### Stated goal
Reproduce all of the data below verbatim, with no changes of any kind.

### Records for the task
☆ ☆ ☆ ☆ ☆ ☆ ☆
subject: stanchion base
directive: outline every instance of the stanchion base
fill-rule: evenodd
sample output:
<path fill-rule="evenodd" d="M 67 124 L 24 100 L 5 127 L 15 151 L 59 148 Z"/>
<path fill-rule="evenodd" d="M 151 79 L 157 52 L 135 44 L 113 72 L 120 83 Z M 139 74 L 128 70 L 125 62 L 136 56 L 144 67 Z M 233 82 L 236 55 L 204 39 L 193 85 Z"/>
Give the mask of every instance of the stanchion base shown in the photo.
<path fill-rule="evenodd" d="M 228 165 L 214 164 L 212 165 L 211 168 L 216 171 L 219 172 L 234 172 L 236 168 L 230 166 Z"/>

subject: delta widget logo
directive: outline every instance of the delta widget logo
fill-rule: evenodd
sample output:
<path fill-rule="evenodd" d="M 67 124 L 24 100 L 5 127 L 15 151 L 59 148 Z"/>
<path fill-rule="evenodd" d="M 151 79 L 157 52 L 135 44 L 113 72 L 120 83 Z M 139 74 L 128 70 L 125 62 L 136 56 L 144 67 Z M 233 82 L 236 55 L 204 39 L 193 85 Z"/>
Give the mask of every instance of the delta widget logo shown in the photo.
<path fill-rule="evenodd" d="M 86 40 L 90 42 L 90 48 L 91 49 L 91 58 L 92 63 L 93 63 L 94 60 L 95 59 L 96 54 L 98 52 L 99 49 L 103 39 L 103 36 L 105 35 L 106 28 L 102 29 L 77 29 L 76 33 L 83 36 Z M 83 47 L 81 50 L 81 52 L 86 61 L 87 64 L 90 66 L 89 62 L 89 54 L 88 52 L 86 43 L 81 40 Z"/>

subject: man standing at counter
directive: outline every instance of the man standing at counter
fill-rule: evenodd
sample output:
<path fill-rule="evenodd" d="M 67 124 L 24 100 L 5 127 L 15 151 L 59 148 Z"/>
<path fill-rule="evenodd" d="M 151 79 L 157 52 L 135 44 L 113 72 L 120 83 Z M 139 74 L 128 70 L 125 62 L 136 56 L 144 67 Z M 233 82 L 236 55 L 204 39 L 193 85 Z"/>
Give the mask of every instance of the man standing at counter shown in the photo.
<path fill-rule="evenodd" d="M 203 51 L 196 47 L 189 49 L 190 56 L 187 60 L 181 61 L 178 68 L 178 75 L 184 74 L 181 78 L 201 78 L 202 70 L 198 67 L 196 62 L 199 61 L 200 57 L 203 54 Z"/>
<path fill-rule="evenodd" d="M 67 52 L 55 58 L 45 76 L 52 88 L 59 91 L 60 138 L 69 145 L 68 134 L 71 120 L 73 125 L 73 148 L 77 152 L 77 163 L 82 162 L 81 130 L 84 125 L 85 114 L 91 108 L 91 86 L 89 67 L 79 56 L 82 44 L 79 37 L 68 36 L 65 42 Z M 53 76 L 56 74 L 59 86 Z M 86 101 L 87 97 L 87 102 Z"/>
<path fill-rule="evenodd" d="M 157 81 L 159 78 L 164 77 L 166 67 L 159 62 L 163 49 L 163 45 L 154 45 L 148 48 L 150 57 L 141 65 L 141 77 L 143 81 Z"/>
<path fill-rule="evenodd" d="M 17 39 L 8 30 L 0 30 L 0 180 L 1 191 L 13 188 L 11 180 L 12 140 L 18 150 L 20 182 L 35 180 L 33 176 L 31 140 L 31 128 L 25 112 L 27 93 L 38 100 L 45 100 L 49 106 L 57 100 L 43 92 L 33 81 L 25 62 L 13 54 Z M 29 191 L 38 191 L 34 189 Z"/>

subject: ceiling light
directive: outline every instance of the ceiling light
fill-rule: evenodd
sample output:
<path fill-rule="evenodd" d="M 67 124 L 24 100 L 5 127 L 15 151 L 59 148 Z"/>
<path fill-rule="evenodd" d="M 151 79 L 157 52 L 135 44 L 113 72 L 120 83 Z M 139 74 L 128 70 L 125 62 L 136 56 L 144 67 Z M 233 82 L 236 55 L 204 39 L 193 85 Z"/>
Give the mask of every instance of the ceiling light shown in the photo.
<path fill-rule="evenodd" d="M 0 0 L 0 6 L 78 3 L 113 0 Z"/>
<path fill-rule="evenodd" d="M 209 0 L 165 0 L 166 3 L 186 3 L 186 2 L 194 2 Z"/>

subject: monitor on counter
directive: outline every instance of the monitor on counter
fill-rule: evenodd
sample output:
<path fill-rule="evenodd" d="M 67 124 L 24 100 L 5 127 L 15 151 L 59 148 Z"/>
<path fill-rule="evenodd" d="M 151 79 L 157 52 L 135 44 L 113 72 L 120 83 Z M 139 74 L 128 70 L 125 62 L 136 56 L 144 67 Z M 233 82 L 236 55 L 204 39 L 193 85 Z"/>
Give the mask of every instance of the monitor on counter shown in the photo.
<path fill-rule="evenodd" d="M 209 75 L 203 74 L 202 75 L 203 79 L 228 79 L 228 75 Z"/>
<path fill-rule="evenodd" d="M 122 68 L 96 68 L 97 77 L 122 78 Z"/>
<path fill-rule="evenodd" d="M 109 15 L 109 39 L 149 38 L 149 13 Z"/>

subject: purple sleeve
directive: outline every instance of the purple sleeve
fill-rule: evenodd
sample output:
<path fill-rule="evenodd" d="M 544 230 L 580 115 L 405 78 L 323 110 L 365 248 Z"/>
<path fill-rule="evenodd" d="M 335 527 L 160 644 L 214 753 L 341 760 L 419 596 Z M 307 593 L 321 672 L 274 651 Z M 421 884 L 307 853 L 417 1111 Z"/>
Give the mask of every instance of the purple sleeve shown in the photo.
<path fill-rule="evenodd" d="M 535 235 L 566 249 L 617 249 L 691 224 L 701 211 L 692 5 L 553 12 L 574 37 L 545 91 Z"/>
☆ ☆ ☆ ☆ ☆ ☆ ☆
### Output below
subject: stanchion base
directive: outline every instance of the stanchion base
fill-rule: evenodd
sample output:
<path fill-rule="evenodd" d="M 67 124 L 24 100 L 5 127 L 15 151 L 59 148 Z"/>
<path fill-rule="evenodd" d="M 151 79 L 157 52 L 135 44 L 113 72 L 120 83 Z M 139 74 L 128 70 L 125 62 L 136 56 L 144 67 Z M 233 82 L 236 55 L 204 39 L 193 85 Z"/>
Give the mask of every instance of the stanchion base shown in the photo.
<path fill-rule="evenodd" d="M 228 165 L 214 164 L 212 165 L 211 168 L 216 171 L 219 172 L 234 172 L 236 168 L 230 166 Z"/>

subject: delta widget logo
directive: outline every instance of the delta widget logo
fill-rule: evenodd
sample output:
<path fill-rule="evenodd" d="M 67 124 L 24 100 L 5 127 L 15 151 L 59 148 Z"/>
<path fill-rule="evenodd" d="M 151 79 L 157 52 L 135 44 L 113 72 L 120 83 Z M 139 74 L 128 70 L 125 62 L 136 56 L 144 67 Z M 233 82 L 236 55 L 204 39 L 193 85 Z"/>
Give the mask of every instance of the delta widget logo shown in the photo.
<path fill-rule="evenodd" d="M 86 40 L 90 42 L 90 48 L 91 49 L 91 58 L 92 63 L 93 63 L 94 60 L 95 59 L 96 54 L 98 52 L 99 49 L 103 39 L 103 36 L 105 35 L 106 28 L 102 29 L 77 29 L 76 33 L 83 36 Z M 83 47 L 81 50 L 81 52 L 86 61 L 87 64 L 90 66 L 89 62 L 89 54 L 88 52 L 86 43 L 81 40 Z"/>

subject: man standing at counter
directive: outline every instance of the man standing at counter
fill-rule: evenodd
sample output:
<path fill-rule="evenodd" d="M 67 124 L 24 100 L 5 127 L 15 151 L 59 148 Z"/>
<path fill-rule="evenodd" d="M 151 79 L 157 52 L 135 44 L 113 72 L 120 83 Z M 139 74 L 128 70 L 125 62 L 136 56 L 144 67 Z M 233 82 L 236 55 L 204 39 L 193 85 Z"/>
Give the mask of every instance of the man standing at counter shown in the photo.
<path fill-rule="evenodd" d="M 203 51 L 196 47 L 189 49 L 190 56 L 187 60 L 181 61 L 178 68 L 178 75 L 184 74 L 181 78 L 201 78 L 202 70 L 198 67 L 196 62 L 199 61 L 200 57 L 203 54 Z"/>
<path fill-rule="evenodd" d="M 67 52 L 55 58 L 45 76 L 52 88 L 59 91 L 60 138 L 69 145 L 68 134 L 71 120 L 73 125 L 73 148 L 77 152 L 77 163 L 82 162 L 81 130 L 84 125 L 85 114 L 91 108 L 91 86 L 89 67 L 79 56 L 82 44 L 79 37 L 68 36 L 65 42 Z M 53 76 L 56 74 L 59 86 Z M 86 101 L 87 97 L 87 102 Z"/>
<path fill-rule="evenodd" d="M 157 81 L 159 78 L 164 77 L 166 67 L 159 62 L 163 49 L 163 45 L 154 45 L 148 48 L 150 57 L 141 65 L 141 77 L 143 81 Z"/>
<path fill-rule="evenodd" d="M 17 39 L 8 30 L 0 30 L 0 180 L 1 191 L 13 188 L 11 180 L 12 140 L 18 150 L 20 182 L 35 180 L 33 176 L 31 140 L 31 128 L 25 112 L 27 93 L 38 100 L 45 100 L 49 106 L 57 100 L 43 92 L 33 81 L 25 62 L 13 54 Z M 29 191 L 38 191 L 34 189 Z"/>

subject: ceiling light
directive: outline every instance of the ceiling light
fill-rule: evenodd
sample output:
<path fill-rule="evenodd" d="M 67 124 L 24 100 L 5 127 L 15 151 L 59 148 Z"/>
<path fill-rule="evenodd" d="M 151 79 L 157 52 L 135 44 L 113 72 L 120 83 Z M 139 74 L 128 70 L 125 62 L 136 56 L 144 67 Z M 233 82 L 236 55 L 204 39 L 193 85 Z"/>
Give the mask of every instance of the ceiling light shown in the photo.
<path fill-rule="evenodd" d="M 0 0 L 0 6 L 78 3 L 113 0 Z"/>
<path fill-rule="evenodd" d="M 209 0 L 165 0 L 166 3 L 186 3 L 186 2 L 194 2 Z"/>

subject: monitor on counter
directive: outline every instance of the monitor on counter
fill-rule: evenodd
sample output:
<path fill-rule="evenodd" d="M 67 124 L 24 100 L 5 127 L 15 151 L 59 148 Z"/>
<path fill-rule="evenodd" d="M 151 79 L 157 52 L 135 44 L 113 72 L 120 83 Z M 139 74 L 128 70 L 125 62 L 136 56 L 144 67 Z M 233 82 L 236 55 L 204 39 L 193 85 Z"/>
Give the mask of every instance of the monitor on counter shown in the photo.
<path fill-rule="evenodd" d="M 209 75 L 203 74 L 202 75 L 203 79 L 228 79 L 228 75 Z"/>
<path fill-rule="evenodd" d="M 122 68 L 96 68 L 97 77 L 122 78 Z"/>
<path fill-rule="evenodd" d="M 109 15 L 109 39 L 149 38 L 149 13 Z"/>

subject: purple sleeve
directive: outline every instance of the purple sleeve
fill-rule: evenodd
sample output:
<path fill-rule="evenodd" d="M 544 230 L 580 115 L 405 78 L 323 110 L 365 248 Z"/>
<path fill-rule="evenodd" d="M 335 527 L 160 644 L 214 753 L 341 760 L 419 596 Z M 307 593 L 321 672 L 274 651 Z M 421 884 L 307 853 L 417 1111 Z"/>
Give the mask of every instance of the purple sleeve shown in the photo.
<path fill-rule="evenodd" d="M 535 235 L 566 249 L 617 249 L 691 224 L 701 211 L 692 5 L 553 12 L 574 37 L 545 91 Z"/>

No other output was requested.